Work to complete =
• a. For approximately how much cash did Kellwood agree to sell its Smart Shirts manufacturing operations, according to the Kellwood filing?
• b. Please write out everything in the Kellwood filing from "(Former name or" down to "(17 CFR 240.14a-12)", swapping "Soliciting" for "Requesting".

Quoted text =

+===+

8-K 1 k02028_8k1106072.htm NOVEMBER 6, 2007

UNITED STATES

SECURITIES AND EXCHANGE COMMISSION

Washington, D.C.  20549

________________________

FORM 8-K

CURRENT REPORT

Pursuant To Section 13 OR 15(d) Of The Securities Exchange Act Of 1934

Date of report (Date of earliest event reported)      November 6, 2007      

 

KELLWOOD COMPANY

(Exact name of registrant as specified in its charter)

Delaware

000-07340

36-2472410




(State or other jurisdiction
of incorporation)

(Commission
File Number)

(IRS Employer
Identification Number)




 

 

 

600 Kellwood Parkway, St. Louis, Missouri

63017



(Address of Principal Executive Offices)

(Zip Code)

Registrant’s Telephone Number, including area code      (314) 576-3100     

Not Applicable

(Former name or former address, if changed since last report)

o  Written communications pursuant to Rule 425 under the Securities Act (17 CFR 230.425)

o  Soliciting material pursuant to Rule 14a-12 under the Exchange Act (17 CFR 240.14a-12)

o  Pre-commencement communications pursuant to Rule 14d-2(b) under the Exchange Act (17 CFR 240.14d-2(b))

o  Pre-commencement communications pursuant to Rule 13e-4(c) under the Exchange Act (17 CFR 240.13e-4(c))

 


ITEM 1.01.     ENTRY INTO A MATERIAL DEFINITIVE AGREEMENT.

 

On November 6, 2007, Kellwood Company (the “Company”) entered into an agreement (the “Agreement”) with Youngor Group Co., Ltd. (the “Youngor Group”) for the sale of its Smart Shirts manufacturing operations for approximately $120 million in cash. Kellwood expects to use proceeds from the transaction to repurchase shares and reduce debt. The following is summary of the Agreement, which summary is qualified in its entirety by reference to the actual Agreement, a copy of which is attached hereto as Exhibit 2.1.

The transaction is subject to customary closing conditions, including regulatory approvals, and is expected to close at the end of fiscal year 2007. The Agreement contains representations and warranties and indemnification obligations customary for transactions of this type. The Company has responsibility for indemnification claims only to the extent that they aggregate to over $1,000,000 (except in certain specified circumstances). Total indemnification obligations of the Company are limited to $20,000,000 except in certain specified circumstances.

+===+

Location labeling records

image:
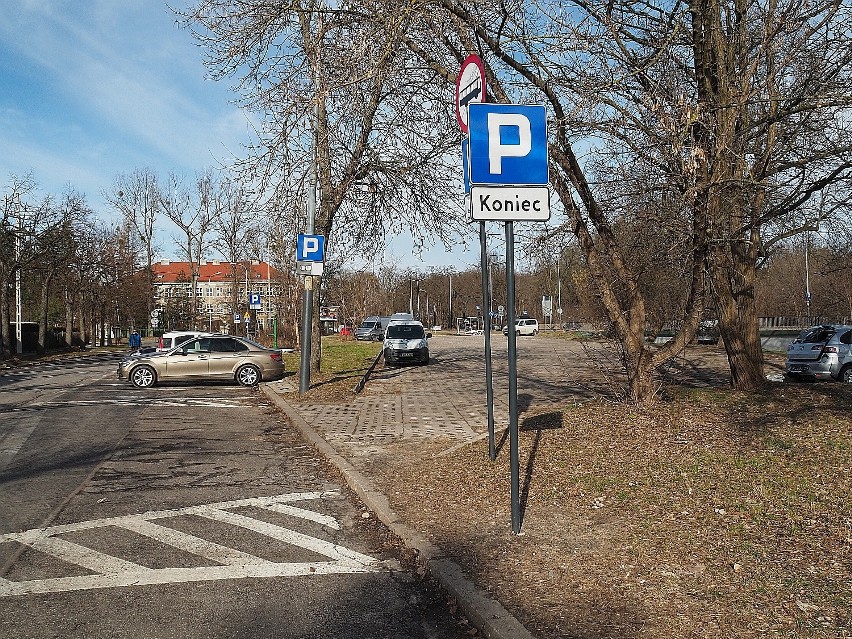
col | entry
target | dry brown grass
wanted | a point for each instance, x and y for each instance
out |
(712, 514)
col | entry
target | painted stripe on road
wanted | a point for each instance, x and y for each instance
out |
(192, 544)
(85, 557)
(119, 572)
(11, 444)
(330, 550)
(166, 576)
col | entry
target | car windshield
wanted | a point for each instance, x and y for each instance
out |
(405, 331)
(816, 335)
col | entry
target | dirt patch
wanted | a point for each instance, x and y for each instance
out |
(711, 514)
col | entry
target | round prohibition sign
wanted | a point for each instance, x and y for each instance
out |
(470, 87)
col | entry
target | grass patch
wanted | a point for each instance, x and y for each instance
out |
(342, 364)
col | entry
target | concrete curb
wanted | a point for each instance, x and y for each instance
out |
(486, 614)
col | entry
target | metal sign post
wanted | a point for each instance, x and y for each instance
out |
(508, 174)
(514, 470)
(486, 304)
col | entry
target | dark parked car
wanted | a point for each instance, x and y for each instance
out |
(210, 357)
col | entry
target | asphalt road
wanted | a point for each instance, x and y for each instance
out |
(184, 511)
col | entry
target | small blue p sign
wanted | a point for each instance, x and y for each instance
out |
(310, 248)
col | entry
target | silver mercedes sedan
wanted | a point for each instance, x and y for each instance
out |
(209, 357)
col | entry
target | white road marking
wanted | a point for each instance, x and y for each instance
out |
(114, 572)
(143, 401)
(12, 442)
(82, 556)
(192, 544)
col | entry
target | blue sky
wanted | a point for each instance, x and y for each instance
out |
(92, 89)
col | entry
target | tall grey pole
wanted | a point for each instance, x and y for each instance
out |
(19, 333)
(308, 296)
(513, 379)
(486, 312)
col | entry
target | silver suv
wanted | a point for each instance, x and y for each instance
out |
(821, 352)
(524, 326)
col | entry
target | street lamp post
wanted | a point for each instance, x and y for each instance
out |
(19, 341)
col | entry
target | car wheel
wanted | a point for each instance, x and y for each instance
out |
(143, 377)
(248, 375)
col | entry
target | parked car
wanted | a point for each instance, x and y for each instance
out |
(524, 326)
(209, 357)
(174, 338)
(821, 352)
(406, 341)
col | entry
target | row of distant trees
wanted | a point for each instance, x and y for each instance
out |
(691, 145)
(87, 279)
(688, 141)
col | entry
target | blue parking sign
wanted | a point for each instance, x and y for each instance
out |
(310, 248)
(508, 144)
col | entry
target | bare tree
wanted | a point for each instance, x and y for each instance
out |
(193, 212)
(721, 121)
(136, 196)
(335, 97)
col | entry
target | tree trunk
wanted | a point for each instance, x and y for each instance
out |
(738, 324)
(5, 328)
(69, 319)
(42, 320)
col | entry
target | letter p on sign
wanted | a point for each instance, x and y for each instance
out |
(521, 142)
(310, 248)
(508, 144)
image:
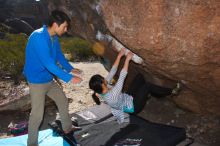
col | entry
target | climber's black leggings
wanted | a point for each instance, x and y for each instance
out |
(139, 89)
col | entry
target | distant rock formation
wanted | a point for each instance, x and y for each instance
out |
(23, 16)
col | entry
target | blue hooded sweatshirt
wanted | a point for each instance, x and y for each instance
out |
(43, 53)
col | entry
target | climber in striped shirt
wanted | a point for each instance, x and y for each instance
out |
(134, 100)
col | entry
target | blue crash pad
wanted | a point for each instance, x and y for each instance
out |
(46, 138)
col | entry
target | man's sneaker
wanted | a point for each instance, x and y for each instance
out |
(177, 89)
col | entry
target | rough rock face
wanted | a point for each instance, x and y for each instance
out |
(179, 40)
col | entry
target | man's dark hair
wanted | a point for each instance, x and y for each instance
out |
(58, 17)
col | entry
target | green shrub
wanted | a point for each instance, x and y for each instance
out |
(79, 49)
(12, 55)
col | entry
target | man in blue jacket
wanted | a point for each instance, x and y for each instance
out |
(45, 60)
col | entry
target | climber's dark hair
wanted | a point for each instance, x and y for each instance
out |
(58, 17)
(95, 84)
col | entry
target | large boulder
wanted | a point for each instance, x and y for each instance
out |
(179, 40)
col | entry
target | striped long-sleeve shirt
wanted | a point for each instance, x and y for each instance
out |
(119, 102)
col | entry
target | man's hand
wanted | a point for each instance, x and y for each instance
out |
(76, 71)
(129, 56)
(76, 80)
(122, 52)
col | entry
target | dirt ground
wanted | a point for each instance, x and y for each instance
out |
(205, 129)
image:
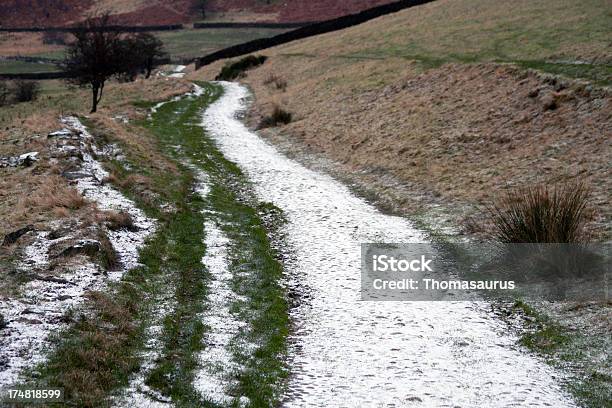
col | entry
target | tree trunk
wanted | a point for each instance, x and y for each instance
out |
(149, 69)
(94, 88)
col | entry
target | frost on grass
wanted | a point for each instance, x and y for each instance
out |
(217, 364)
(42, 305)
(353, 353)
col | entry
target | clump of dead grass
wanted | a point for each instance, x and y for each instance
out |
(276, 81)
(119, 220)
(278, 116)
(542, 214)
(54, 195)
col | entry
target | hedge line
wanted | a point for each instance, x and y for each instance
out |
(339, 23)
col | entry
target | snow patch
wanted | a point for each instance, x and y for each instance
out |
(354, 353)
(217, 364)
(39, 311)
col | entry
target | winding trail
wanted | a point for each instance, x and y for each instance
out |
(346, 352)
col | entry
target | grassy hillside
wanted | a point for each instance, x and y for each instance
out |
(438, 97)
(436, 111)
(22, 13)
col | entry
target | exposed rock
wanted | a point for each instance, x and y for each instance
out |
(76, 175)
(12, 237)
(63, 133)
(88, 247)
(549, 101)
(27, 159)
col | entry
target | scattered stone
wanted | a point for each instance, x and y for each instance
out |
(27, 159)
(414, 399)
(60, 133)
(64, 297)
(88, 247)
(76, 175)
(12, 237)
(29, 321)
(549, 102)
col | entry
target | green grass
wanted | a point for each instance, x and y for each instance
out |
(197, 43)
(238, 214)
(95, 357)
(18, 67)
(569, 351)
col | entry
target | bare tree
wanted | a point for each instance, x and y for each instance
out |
(201, 7)
(148, 51)
(95, 56)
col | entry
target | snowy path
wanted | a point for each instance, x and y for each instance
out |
(345, 352)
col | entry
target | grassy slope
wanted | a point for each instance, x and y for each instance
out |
(96, 356)
(195, 43)
(412, 117)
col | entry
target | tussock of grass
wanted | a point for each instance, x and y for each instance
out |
(276, 81)
(119, 220)
(542, 215)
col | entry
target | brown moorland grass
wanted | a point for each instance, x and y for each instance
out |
(413, 103)
(25, 44)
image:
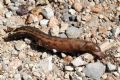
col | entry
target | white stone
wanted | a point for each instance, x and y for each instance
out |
(44, 22)
(72, 11)
(78, 62)
(119, 70)
(118, 8)
(64, 26)
(55, 31)
(48, 12)
(20, 45)
(111, 66)
(94, 70)
(43, 66)
(17, 77)
(88, 57)
(8, 14)
(68, 68)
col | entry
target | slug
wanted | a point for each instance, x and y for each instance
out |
(68, 45)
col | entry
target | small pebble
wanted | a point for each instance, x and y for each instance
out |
(78, 62)
(72, 11)
(94, 70)
(88, 57)
(97, 9)
(22, 56)
(64, 26)
(119, 70)
(8, 14)
(44, 66)
(118, 8)
(111, 67)
(14, 64)
(22, 10)
(44, 55)
(48, 12)
(7, 2)
(26, 76)
(53, 22)
(62, 35)
(116, 74)
(54, 31)
(42, 2)
(17, 77)
(73, 32)
(20, 45)
(63, 55)
(78, 6)
(44, 22)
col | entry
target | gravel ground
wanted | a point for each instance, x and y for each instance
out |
(96, 20)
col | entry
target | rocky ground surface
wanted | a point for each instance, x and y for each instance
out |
(96, 20)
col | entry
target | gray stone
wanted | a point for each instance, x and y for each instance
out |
(48, 12)
(44, 22)
(43, 66)
(116, 31)
(68, 68)
(26, 76)
(17, 77)
(73, 32)
(63, 35)
(94, 70)
(72, 11)
(111, 66)
(118, 8)
(8, 14)
(20, 45)
(78, 62)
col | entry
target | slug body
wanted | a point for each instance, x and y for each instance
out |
(69, 45)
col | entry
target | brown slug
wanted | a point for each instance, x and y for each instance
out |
(69, 45)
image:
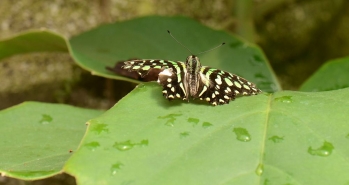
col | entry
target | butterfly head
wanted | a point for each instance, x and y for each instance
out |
(193, 63)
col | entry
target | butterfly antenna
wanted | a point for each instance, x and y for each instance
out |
(179, 42)
(212, 48)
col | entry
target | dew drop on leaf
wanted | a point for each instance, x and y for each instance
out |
(171, 118)
(141, 88)
(99, 128)
(284, 99)
(115, 168)
(92, 145)
(323, 151)
(195, 121)
(46, 119)
(259, 169)
(242, 134)
(276, 139)
(206, 124)
(184, 134)
(123, 146)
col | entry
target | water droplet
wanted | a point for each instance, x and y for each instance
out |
(141, 88)
(323, 151)
(92, 145)
(195, 121)
(115, 168)
(127, 145)
(123, 146)
(144, 142)
(242, 134)
(260, 76)
(284, 99)
(184, 134)
(170, 119)
(103, 50)
(99, 128)
(256, 60)
(46, 119)
(259, 169)
(276, 139)
(266, 182)
(206, 125)
(235, 44)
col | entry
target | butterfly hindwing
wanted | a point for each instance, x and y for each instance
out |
(144, 66)
(171, 76)
(219, 87)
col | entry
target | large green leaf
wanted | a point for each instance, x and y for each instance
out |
(38, 138)
(148, 38)
(332, 75)
(32, 41)
(282, 138)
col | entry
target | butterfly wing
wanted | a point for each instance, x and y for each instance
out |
(219, 87)
(171, 76)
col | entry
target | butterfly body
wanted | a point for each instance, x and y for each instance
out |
(185, 80)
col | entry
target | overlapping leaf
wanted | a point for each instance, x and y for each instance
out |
(284, 138)
(331, 76)
(38, 138)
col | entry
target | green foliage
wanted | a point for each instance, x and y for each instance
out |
(280, 138)
(332, 75)
(147, 38)
(32, 41)
(38, 138)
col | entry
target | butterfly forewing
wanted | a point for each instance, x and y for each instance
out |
(214, 86)
(219, 87)
(171, 77)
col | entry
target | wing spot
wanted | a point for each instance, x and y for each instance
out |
(166, 72)
(237, 84)
(203, 90)
(229, 83)
(247, 87)
(218, 80)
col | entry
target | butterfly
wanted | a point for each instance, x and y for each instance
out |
(185, 80)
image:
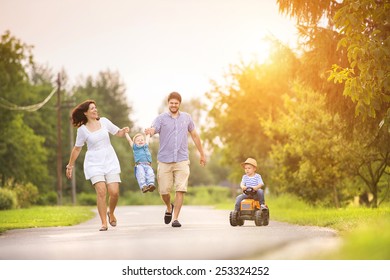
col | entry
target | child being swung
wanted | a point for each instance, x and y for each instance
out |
(143, 160)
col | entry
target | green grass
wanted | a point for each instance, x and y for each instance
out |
(365, 232)
(44, 217)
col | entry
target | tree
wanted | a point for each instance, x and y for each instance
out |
(363, 31)
(22, 156)
(309, 155)
(365, 28)
(252, 92)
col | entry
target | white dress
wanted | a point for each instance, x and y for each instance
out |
(100, 158)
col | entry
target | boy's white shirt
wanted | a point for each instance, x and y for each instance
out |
(255, 188)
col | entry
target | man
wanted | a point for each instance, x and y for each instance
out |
(173, 162)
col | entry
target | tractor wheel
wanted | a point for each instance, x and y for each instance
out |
(233, 218)
(265, 214)
(258, 218)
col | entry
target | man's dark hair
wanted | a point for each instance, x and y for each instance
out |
(174, 95)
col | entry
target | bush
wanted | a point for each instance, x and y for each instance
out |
(8, 199)
(86, 199)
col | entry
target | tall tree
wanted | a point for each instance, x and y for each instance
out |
(309, 153)
(252, 92)
(364, 32)
(22, 157)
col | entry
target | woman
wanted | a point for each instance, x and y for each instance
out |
(101, 164)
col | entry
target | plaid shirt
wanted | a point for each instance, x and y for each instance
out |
(173, 136)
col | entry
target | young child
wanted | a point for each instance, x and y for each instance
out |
(143, 159)
(253, 180)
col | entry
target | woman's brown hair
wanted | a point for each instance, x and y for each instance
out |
(78, 116)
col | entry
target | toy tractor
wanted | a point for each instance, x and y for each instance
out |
(249, 210)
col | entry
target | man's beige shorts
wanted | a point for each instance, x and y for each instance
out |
(173, 174)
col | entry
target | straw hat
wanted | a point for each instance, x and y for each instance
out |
(250, 161)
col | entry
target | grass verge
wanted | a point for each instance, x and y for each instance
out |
(45, 216)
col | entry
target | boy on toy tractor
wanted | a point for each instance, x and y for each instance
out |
(250, 204)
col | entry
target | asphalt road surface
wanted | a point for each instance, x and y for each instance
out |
(142, 235)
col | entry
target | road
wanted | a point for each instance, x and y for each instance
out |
(142, 235)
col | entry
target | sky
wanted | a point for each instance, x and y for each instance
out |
(156, 46)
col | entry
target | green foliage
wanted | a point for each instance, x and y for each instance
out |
(47, 198)
(367, 241)
(252, 92)
(22, 156)
(309, 154)
(364, 25)
(27, 194)
(8, 199)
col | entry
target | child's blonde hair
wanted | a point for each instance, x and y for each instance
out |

+===+

Task solutions =
• a. Approximately $120 million.

• b.
(Former name or former address, if changed since last report)

o  Written communications pursuant to Rule 425 under the Securities Act (17 CFR 230.425)

o  Requesting material pursuant to Rule 14a-12 under the Exchange Act (17 CFR 240.14a-12)